** START OF Entries **

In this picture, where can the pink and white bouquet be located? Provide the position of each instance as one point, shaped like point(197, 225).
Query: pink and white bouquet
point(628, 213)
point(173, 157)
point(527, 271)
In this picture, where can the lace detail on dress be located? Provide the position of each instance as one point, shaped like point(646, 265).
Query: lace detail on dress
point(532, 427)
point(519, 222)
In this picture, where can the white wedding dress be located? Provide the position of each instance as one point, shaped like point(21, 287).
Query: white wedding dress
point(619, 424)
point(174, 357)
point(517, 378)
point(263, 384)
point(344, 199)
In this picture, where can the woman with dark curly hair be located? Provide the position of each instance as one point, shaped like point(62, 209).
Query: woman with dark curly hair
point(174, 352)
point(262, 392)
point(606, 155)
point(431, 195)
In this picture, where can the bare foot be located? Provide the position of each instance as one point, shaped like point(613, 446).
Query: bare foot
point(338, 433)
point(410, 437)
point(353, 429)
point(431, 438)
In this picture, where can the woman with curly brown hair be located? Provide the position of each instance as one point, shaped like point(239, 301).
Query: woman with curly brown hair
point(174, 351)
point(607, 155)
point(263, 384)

** END OF Entries **

### What this task involves:
Rewrite the records above in full, substituting "Search term" for every "Query" and leaving everything else unchanged.

### Reply:
In this picture, where can the pink and white bouquet be located? Provide the position of each instance as one point, shaped like point(197, 225).
Search term: pink and white bouquet
point(628, 213)
point(173, 157)
point(527, 271)
In this picture, where can the lace detail on dress be located? Provide the position of each instance as one point, shaped like point(646, 265).
Search term: lace detail on dress
point(532, 427)
point(519, 222)
In this picture, where can the white wedding dress be located? Provide the position of each instance as one point, shaped like point(21, 287).
Search term: white wedding dress
point(619, 424)
point(174, 357)
point(517, 378)
point(263, 384)
point(344, 199)
In this picture, where can the woman with dark curly hair be located? Provide the position of each instance as one point, shaped like point(62, 209).
Search term: woman with dark curly hair
point(174, 352)
point(262, 392)
point(606, 155)
point(431, 195)
In this picture, where can the bare foot be located? Provide the position of each instance as one point, shaped like point(613, 446).
Search term: bare foot
point(338, 433)
point(410, 437)
point(353, 429)
point(431, 438)
In this picture, where can the woman with curly brown hair be located? Provide the position of each instance as one point, shaped like point(239, 301).
Search term: woman with curly brown hair
point(174, 351)
point(607, 155)
point(263, 384)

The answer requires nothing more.